> **Required work**: Copy every item below line for line, changing nothing.

> **Material shown**:
---

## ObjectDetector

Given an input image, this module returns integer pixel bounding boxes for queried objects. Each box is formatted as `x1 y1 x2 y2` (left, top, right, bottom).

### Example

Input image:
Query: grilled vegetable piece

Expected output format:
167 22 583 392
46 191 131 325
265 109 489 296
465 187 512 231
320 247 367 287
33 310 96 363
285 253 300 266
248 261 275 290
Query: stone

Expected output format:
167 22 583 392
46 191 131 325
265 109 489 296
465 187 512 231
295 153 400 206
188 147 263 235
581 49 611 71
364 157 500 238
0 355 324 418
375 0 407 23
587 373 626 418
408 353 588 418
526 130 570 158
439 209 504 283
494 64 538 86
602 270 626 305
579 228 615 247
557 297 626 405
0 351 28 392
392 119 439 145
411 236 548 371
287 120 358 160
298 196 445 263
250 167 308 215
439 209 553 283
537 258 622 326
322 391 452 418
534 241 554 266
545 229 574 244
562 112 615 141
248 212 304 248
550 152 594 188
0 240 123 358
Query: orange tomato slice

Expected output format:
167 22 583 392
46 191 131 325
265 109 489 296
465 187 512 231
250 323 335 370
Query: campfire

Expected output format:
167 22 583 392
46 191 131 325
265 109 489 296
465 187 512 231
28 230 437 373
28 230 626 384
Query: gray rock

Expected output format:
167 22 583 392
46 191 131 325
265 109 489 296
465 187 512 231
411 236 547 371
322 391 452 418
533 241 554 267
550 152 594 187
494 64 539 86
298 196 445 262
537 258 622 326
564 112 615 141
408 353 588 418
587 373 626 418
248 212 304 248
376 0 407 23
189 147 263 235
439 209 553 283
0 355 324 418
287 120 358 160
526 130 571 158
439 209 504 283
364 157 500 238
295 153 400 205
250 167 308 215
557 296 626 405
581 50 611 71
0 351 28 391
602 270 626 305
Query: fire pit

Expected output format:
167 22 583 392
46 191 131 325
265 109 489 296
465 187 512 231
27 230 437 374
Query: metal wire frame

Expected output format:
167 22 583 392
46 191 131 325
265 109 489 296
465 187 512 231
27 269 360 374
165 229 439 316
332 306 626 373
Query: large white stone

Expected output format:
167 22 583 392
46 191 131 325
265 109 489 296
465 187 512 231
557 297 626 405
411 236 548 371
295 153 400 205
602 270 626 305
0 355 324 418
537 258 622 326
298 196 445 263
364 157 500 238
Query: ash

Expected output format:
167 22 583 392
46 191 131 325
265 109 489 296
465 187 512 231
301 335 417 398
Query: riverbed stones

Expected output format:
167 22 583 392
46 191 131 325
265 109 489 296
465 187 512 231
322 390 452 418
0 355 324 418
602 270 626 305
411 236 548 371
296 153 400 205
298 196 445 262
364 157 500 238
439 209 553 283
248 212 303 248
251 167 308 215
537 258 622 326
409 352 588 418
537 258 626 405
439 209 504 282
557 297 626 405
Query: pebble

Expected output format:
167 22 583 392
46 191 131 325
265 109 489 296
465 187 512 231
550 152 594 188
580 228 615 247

---

> **Expected answer**:
## ObjectDetector

Given an input image, this module returns integer pixel bounding boxes for queried objects. Each box is formatted as `x1 y1 x2 y2` (left, top, right, bottom).

### Example

Input image:
Query: grilled vegetable piece

Expected output format:
167 22 583 392
46 191 131 325
265 109 489 296
465 187 512 231
320 247 367 287
33 310 96 363
285 253 300 266
248 261 275 290
Query: stone

Expected output format:
167 22 583 392
46 191 131 325
265 109 489 296
465 187 512 231
295 153 400 206
188 147 263 235
581 49 611 71
364 157 500 238
0 355 324 418
375 0 407 23
587 373 626 418
408 353 588 418
526 130 570 158
439 209 504 283
494 64 538 86
602 270 626 305
579 228 615 247
557 297 626 405
0 351 28 392
392 119 439 145
411 236 548 371
287 120 358 160
298 196 445 263
250 167 308 215
439 209 553 283
537 258 622 326
322 391 452 418
534 241 554 266
545 229 574 244
562 112 615 141
248 212 304 248
550 152 594 188
0 240 123 358
Query: orange tomato slice

Expected output format:
167 22 583 392
46 191 131 325
265 109 489 296
465 187 512 231
250 323 335 370
Query: campfire

Expected output format:
167 22 583 392
46 191 131 325
265 109 489 296
465 187 512 231
28 230 437 373
28 230 626 384
Query: gray rock

Expected output format:
167 22 583 392
46 191 131 325
265 109 489 296
465 187 512 231
411 236 547 371
322 391 452 418
533 241 554 267
550 152 594 187
494 64 539 86
298 196 445 262
537 258 622 326
564 112 615 141
408 353 588 418
587 373 626 418
248 212 304 248
376 0 407 23
189 147 263 235
439 209 553 283
0 355 324 418
287 120 358 160
526 130 571 158
439 209 504 283
364 157 500 238
295 153 400 205
250 167 308 215
557 296 626 405
581 50 611 71
0 351 28 391
602 270 626 305
Query: fire pit

Expected output format:
167 22 583 392
46 191 131 325
265 109 489 296
465 187 512 231
27 230 437 374
Query: metal wire frame

Expected output format:
167 22 583 392
46 191 131 325
265 109 489 296
465 187 512 231
27 269 360 374
165 229 439 316
332 306 626 373
Query: large white stone

Expected output format:
167 22 583 392
46 191 131 325
265 109 489 296
465 187 512 231
557 297 626 405
411 236 548 371
295 153 400 205
602 270 626 305
0 355 324 418
537 258 622 326
298 196 445 263
364 157 500 238
Query: ash

Expected output format:
167 22 583 392
46 191 131 325
265 109 489 296
465 187 512 231
301 335 417 398
Query: riverbed stones

Expected output format:
167 22 583 392
46 191 131 325
265 109 489 296
465 187 512 231
322 390 452 418
0 355 324 418
602 270 626 305
411 236 548 371
296 153 400 205
298 196 445 262
364 157 500 238
439 209 553 283
248 212 303 248
251 167 308 215
537 258 622 326
409 352 588 418
537 258 626 405
439 209 504 282
557 297 626 405
Query: pebble

Expected output format:
167 22 583 392
46 191 131 325
265 109 489 296
465 187 512 231
550 152 594 188
580 228 615 247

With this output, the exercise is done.